● **STATED GOAL**
Count the lines in the rows below that contain the string "What". Give only the number.

## begin DATA IN THIS EXERCISE

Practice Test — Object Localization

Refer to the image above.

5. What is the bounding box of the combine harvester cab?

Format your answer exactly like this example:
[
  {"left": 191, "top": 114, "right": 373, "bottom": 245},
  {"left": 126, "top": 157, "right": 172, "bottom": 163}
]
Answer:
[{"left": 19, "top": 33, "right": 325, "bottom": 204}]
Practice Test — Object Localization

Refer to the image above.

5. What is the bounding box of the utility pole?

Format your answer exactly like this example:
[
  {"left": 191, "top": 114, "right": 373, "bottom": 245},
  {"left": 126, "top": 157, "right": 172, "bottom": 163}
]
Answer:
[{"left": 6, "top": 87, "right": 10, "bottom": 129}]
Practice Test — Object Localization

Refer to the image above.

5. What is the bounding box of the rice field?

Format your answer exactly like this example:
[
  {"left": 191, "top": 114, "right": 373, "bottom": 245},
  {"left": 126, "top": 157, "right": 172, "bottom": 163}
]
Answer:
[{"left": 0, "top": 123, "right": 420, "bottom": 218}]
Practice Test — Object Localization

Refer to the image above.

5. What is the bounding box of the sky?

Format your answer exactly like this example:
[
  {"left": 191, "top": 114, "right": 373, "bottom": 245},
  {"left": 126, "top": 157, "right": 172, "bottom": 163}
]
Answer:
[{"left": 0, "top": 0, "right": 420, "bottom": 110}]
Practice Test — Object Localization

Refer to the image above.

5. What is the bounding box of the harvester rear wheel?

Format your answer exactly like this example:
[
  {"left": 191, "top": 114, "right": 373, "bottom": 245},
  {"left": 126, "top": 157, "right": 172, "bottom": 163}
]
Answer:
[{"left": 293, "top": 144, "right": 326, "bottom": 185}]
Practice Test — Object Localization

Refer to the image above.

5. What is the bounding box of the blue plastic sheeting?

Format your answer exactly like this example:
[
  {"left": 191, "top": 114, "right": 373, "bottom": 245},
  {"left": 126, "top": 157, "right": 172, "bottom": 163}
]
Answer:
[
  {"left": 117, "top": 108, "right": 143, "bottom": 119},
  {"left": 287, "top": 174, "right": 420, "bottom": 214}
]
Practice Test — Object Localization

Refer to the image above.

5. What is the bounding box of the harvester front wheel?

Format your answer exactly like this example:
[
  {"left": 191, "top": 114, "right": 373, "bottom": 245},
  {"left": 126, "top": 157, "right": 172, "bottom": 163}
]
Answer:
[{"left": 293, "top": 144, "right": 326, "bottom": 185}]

## end DATA IN THIS EXERCISE

● **REPLY TO THE TASK**
7